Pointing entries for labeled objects
----------------------------------------
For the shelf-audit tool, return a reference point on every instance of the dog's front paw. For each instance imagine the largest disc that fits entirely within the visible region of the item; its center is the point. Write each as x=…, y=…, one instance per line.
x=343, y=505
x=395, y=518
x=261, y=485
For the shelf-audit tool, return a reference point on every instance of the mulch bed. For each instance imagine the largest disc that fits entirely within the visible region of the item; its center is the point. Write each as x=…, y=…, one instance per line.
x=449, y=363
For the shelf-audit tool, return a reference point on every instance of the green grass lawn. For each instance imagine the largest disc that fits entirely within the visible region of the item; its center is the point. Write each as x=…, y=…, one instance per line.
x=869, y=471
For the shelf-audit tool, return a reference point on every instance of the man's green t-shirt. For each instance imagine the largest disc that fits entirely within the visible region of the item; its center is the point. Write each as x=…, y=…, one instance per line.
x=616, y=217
----------------------------------------
TASK GOAL: Reproduce the lines starting at the first line and ending at the line that contains "x=449, y=363".

FULL ANSWER:
For the shelf-audit tool, return a reference point on every instance of the dog's front paw. For each instance imagine the largest disc that fits entirely within the visible region of the item; its center is the point. Write each as x=…, y=…, one instance per line.
x=343, y=505
x=395, y=518
x=261, y=485
For the shelf-audit tool, return a reference point on every instance of the mulch bed. For each instance imagine the largest disc that fits entirely within the visible region of the item; its center is the point. Write each as x=…, y=…, one instance per line.
x=449, y=363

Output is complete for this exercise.